*Task goal*. Each record that follows is to be output in full, precisely as written.

Region pointing data
>>>>>
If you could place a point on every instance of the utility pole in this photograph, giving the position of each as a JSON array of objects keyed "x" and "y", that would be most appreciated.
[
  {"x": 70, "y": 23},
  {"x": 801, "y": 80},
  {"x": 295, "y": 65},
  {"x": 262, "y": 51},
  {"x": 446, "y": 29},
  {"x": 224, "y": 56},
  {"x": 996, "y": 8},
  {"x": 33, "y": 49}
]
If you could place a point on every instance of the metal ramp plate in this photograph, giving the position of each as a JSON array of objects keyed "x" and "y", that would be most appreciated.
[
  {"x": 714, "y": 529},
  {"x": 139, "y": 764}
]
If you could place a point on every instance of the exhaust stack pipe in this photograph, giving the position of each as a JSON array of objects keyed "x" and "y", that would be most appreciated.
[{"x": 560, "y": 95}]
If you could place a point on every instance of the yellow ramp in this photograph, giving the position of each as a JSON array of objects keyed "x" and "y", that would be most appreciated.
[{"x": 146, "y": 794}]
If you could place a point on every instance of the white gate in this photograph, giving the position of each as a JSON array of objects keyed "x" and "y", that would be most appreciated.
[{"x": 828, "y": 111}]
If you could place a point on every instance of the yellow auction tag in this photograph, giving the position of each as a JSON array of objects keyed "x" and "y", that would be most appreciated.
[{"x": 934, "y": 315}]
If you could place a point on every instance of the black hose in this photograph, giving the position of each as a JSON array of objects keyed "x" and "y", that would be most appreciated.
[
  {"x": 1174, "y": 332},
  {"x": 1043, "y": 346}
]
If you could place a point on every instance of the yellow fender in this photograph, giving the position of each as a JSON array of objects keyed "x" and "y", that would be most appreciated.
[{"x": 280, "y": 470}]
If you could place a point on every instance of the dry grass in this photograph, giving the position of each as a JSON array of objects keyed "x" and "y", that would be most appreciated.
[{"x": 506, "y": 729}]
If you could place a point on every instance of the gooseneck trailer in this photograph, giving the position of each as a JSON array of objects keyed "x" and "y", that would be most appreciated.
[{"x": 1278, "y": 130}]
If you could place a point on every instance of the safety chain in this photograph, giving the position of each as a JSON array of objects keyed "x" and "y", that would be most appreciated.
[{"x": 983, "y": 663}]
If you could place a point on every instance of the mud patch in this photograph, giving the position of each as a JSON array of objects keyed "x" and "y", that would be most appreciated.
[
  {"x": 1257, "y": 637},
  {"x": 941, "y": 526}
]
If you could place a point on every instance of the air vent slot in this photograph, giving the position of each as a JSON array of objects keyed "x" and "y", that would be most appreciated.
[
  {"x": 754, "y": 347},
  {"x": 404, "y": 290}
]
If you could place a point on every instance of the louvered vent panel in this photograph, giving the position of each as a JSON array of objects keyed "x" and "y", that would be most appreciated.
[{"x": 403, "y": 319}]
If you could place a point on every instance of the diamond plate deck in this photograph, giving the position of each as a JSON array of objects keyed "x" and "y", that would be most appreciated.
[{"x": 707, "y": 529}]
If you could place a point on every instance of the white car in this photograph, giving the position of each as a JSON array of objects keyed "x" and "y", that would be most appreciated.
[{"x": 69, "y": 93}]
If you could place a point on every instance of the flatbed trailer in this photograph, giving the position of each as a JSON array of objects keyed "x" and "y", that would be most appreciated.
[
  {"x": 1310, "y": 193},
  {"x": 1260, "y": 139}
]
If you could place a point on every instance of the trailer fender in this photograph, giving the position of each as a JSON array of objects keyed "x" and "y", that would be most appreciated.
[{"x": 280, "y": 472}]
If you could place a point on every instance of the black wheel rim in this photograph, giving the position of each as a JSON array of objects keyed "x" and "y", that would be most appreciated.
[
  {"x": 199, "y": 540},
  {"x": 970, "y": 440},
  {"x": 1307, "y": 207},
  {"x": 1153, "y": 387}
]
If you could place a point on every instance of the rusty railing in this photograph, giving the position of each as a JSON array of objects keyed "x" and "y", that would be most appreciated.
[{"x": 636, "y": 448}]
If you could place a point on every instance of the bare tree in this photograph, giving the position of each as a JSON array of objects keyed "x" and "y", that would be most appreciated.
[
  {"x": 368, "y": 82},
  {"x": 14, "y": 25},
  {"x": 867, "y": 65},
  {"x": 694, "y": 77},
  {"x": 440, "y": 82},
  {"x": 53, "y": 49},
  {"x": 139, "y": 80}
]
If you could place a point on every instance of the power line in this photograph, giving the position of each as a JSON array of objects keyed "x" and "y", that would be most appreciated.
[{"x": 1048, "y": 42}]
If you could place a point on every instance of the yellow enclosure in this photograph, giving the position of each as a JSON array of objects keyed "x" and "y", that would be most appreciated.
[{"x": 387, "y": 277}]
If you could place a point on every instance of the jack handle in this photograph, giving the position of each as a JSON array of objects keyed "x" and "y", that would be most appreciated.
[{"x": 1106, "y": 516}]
<<<<<
*Your response*.
If you could place a point on every instance of the utility pole in this photograph, giving the position of each as a JSON array of objects keyed "x" and "y", that would be most appreciated.
[
  {"x": 70, "y": 23},
  {"x": 801, "y": 80},
  {"x": 295, "y": 65},
  {"x": 262, "y": 51},
  {"x": 446, "y": 29},
  {"x": 224, "y": 56},
  {"x": 996, "y": 8},
  {"x": 33, "y": 49}
]
If you could place a point on every instance of the metal ramp plate in this photograph, giving the position of each as a JSON array of objects keyed "x" and "y", that would be most appreciated.
[
  {"x": 714, "y": 529},
  {"x": 139, "y": 764}
]
If you could place a point on every instance of the exhaust stack pipe in this photograph, giving the position of each as a JSON array of objects keyed "x" and "y", that would be most appreciated.
[{"x": 560, "y": 95}]
If you could place a point on every instance of the yellow ramp in this photograph, giving the position of each as a JSON array of objects keyed "x" and "y", that would be most appreciated.
[{"x": 146, "y": 794}]
If you could place a point on every instance of the white gate in this photograph, giving the position of each as a JSON array of objects keyed "x" and "y", that would be most appreciated.
[{"x": 828, "y": 111}]
If you could place a point on every instance of the yellow auction tag in this photograph, giving the position of each as a JSON array of objects keyed "x" and "y", that would be most appreciated.
[{"x": 934, "y": 315}]
If you could place a point on every instance of the black hose in this photograph, giving the position of each as a JSON array of objects keyed "x" and "y", that would be most appreciated.
[
  {"x": 1174, "y": 332},
  {"x": 1043, "y": 346}
]
If you could place a point on every instance of the yellow fender in this photograph, giving the position of each as a JSON array of objects keyed "x" and "y", that would be most appreciated.
[{"x": 280, "y": 470}]
If you could place a point on every instance of the dry grass in this photograph, giving the position of each as a JSON array of objects keyed "x" and "y", that would be most appreciated.
[{"x": 506, "y": 729}]
If you could place a point on every instance of the gooseneck trailer in this photograph, giving the position of each as a JSON array of objects keyed "x" and "y", that would be most appreciated.
[{"x": 1278, "y": 130}]
If you could place a point on every instance of the safety chain in this photograph, giving the position of each as a JSON array of objects keyed "x" and "y", that would be most appreciated.
[{"x": 983, "y": 663}]
If you could place a point on every instance of the mud patch in this photograph, giving the position of each as a JSON array of objects keyed "x" and "y", that would be most appreciated.
[
  {"x": 1257, "y": 637},
  {"x": 941, "y": 526}
]
If you could place a point on every instance of the air vent slot in this photograph, giving the position of each as a JSON array of objects keyed "x" and "y", that would be most appreciated.
[
  {"x": 754, "y": 347},
  {"x": 404, "y": 290}
]
If you could place a point on every instance of the louvered vent panel in this photograph, giving the position of each as a JSON array of objects keyed "x" and "y", that would be most appreciated.
[{"x": 403, "y": 319}]
If you could place a point on every instance of the diamond plate deck in this photograph, giving the position of each as a JSON array of objects keyed "x" and "y", that would be most appreciated.
[{"x": 707, "y": 529}]
If you could place a point on every instance of the white car in this photograph, giving the position of each as a JSON array of objects keyed "x" and "y", that would be most appreciated.
[{"x": 69, "y": 93}]
If you could place a point on every instance of the flatbed trailer in this photograph, giving the position of each as a JSON array of objects keyed "x" and "y", that would be most appreciated.
[
  {"x": 1310, "y": 193},
  {"x": 1260, "y": 139}
]
If you could place a point on every instance of the trailer fender in this photograph, giving the position of each as a JSON array of objects keyed "x" and "y", that would be most appreciated.
[{"x": 280, "y": 472}]
If you could place a point on every instance of the black wheel rim in this photograph, giving the position of each as a JSON array of objects keyed "x" and "y", that would be most appreciated.
[
  {"x": 199, "y": 540},
  {"x": 970, "y": 440},
  {"x": 1307, "y": 207},
  {"x": 1153, "y": 387}
]
If you could place a point on every instance of the rusty railing in this photograph, giving the position of each as a JSON array of objects keyed "x" and "y", that would be most appreciated.
[{"x": 636, "y": 448}]
If you could place a point on every instance of the bare tree in this photograph, giving the position of each as a JSON array of objects keyed "x" and "y", that would be most appreciated.
[
  {"x": 368, "y": 82},
  {"x": 14, "y": 25},
  {"x": 867, "y": 65},
  {"x": 694, "y": 77},
  {"x": 440, "y": 82},
  {"x": 53, "y": 49},
  {"x": 139, "y": 80}
]
If you could place a point on every instance of the power line in this photograph, giving the position of each as a JSON array of objects keyed "x" and "y", that would be most appreciated.
[{"x": 1048, "y": 42}]
If you could place a point on every instance of the yellow enclosure in this photograph, giving the position of each as a JSON array of objects keyed "x" and "y", that would be most appreciated.
[{"x": 387, "y": 277}]
If you could place a point on every instance of the jack handle in this photograph, giving the position of each as a JSON array of objects keyed "x" and "y", that would be most appreciated.
[{"x": 1106, "y": 516}]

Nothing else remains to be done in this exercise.